--- What needs to be done ---
Output every entry exactly as given.

--- Entries ---

— Begin —

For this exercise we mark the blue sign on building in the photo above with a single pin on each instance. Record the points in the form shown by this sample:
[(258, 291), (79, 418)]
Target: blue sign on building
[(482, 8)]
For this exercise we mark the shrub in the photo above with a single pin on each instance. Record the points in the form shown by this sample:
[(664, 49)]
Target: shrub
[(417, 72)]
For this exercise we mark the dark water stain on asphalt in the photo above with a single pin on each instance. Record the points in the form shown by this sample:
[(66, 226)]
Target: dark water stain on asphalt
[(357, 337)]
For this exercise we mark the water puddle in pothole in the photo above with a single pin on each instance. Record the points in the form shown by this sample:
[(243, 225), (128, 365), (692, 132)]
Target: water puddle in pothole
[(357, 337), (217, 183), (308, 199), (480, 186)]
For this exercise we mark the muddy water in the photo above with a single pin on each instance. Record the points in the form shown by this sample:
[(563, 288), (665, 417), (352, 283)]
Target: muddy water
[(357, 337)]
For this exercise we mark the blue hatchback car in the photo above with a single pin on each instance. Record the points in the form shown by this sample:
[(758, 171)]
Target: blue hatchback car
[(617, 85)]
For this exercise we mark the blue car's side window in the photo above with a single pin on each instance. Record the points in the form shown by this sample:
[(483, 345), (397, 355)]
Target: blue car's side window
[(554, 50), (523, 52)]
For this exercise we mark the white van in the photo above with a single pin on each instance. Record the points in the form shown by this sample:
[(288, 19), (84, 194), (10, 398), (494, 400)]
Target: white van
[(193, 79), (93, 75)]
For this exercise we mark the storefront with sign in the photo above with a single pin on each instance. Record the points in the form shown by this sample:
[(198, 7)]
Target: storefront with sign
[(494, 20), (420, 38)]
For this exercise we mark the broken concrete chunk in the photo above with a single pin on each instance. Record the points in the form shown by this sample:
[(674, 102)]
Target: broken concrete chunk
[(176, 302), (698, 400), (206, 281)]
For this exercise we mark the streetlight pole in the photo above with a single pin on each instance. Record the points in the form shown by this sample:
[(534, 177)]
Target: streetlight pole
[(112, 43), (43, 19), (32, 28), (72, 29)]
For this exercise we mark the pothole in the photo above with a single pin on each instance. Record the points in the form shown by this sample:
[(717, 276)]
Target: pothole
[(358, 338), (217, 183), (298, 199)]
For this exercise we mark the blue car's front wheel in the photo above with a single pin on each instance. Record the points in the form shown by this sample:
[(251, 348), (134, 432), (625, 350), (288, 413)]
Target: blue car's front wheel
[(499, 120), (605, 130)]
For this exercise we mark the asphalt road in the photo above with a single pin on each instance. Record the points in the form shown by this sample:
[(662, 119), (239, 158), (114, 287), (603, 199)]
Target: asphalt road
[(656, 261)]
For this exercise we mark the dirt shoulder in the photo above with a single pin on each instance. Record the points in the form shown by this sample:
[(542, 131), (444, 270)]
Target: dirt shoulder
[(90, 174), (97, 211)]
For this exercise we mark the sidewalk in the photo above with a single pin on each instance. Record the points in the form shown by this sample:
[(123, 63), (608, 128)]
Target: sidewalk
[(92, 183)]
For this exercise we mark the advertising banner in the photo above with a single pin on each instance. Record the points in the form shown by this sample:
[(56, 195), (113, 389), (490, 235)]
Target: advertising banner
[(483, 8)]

— End —

--- Answer for this exercise ---
For this exercise we mark the blue sign on building in the photo above with a single pin on each instance. Record the points in the form shown by this sample:
[(258, 291), (79, 418)]
Target: blue sign on building
[(482, 8)]
For this exercise we mark the shrub in the photo above with a single pin on each instance. Record the points in the form shown by this sample:
[(664, 49)]
Target: shrub
[(417, 72)]
For this exercise we mark the dark water stain on asphalt in the photo above with a single pin on each instance. Record the points in the form shown by this sample:
[(66, 226)]
Target: dark water stain on asphalt
[(357, 337)]
For this exercise we mark the water puddle in pothole in the photo above with a single pin on each instance. Record the points in the form shown by this sample:
[(243, 225), (128, 365), (692, 132)]
Target: water puddle in pothole
[(357, 337), (217, 183), (308, 199), (480, 186)]
For this exercise we mark the muddy water in the photo above with a single pin on each instance. Record the points in the form shown by this sample:
[(563, 288), (665, 417), (352, 283)]
Target: muddy water
[(357, 337)]
For this exercise we mark the blue hatchback car in the photo above with a single pin on each instance. Record the points in the form shown by this sample:
[(758, 171)]
Target: blue hatchback car
[(617, 85)]
For this exercise we mark the blue car's side window in the photo above with a single pin on each instance. Record the points in the form shown by this sample:
[(483, 345), (397, 355)]
Target: blue car's side window
[(554, 50), (523, 52)]
For this exercise we mark the white van in the photo above with a single pin on each instance. Record the points in the form shown by this sample:
[(288, 19), (84, 194), (10, 398), (494, 400)]
Target: white van
[(193, 79), (93, 75)]
For this exercise we mark the storefront with sign in the photo above with a single pin on each instance. Record the points in the form shown by this sample:
[(198, 7)]
Target: storefront with sign
[(494, 20), (420, 38)]
For this exercise we mark the broken concrete chunk in the photo above with a single pin on each instance. Record the points in the form shown by this sample:
[(674, 102)]
Target: broken concrete chunk
[(176, 302), (698, 400), (206, 281)]
For this exercise we mark the streetlight pole in the photo above with a single pin on each instance. Record the points in the form shown by this sample:
[(534, 177)]
Target: streetlight pole
[(112, 43), (43, 19), (32, 28), (72, 29)]
For this exercise we mark the pothole in the photo above with a single pin on each instance. Record the points in the form shown by this sample:
[(717, 276)]
Target: pothole
[(358, 338), (217, 183), (298, 199)]
For this exercise we mark the blue car's front wheel in the photo above with a single pin on each instance. Record the points in the form shown by this sample:
[(251, 348), (134, 432), (625, 350), (288, 413)]
Target: blue car's front wheel
[(499, 120), (605, 130)]
For this exercise we mark the asphalt road in the photo above with a single pin on each instance. Record the points in the form shown by this sample:
[(662, 119), (239, 158), (114, 287), (603, 199)]
Target: asphalt road
[(656, 261)]
For this exercise we mark the dirt shoulder in the photo above with a single pin on each instance. Record the points in the form shown by this sample:
[(542, 131), (444, 270)]
Target: dirt shoulder
[(90, 174), (97, 211)]
For this exercise we mark the sidewalk in the photo above with a single pin on each instance. Record the points in the form shown by this sample:
[(123, 63), (608, 128)]
Target: sidewalk
[(92, 183)]
For this exercise we mark the advertising banner in the photo above with a single pin on each instance. Record the points in the form shown by this sample:
[(56, 195), (113, 389), (490, 235)]
Target: advertising banner
[(483, 8)]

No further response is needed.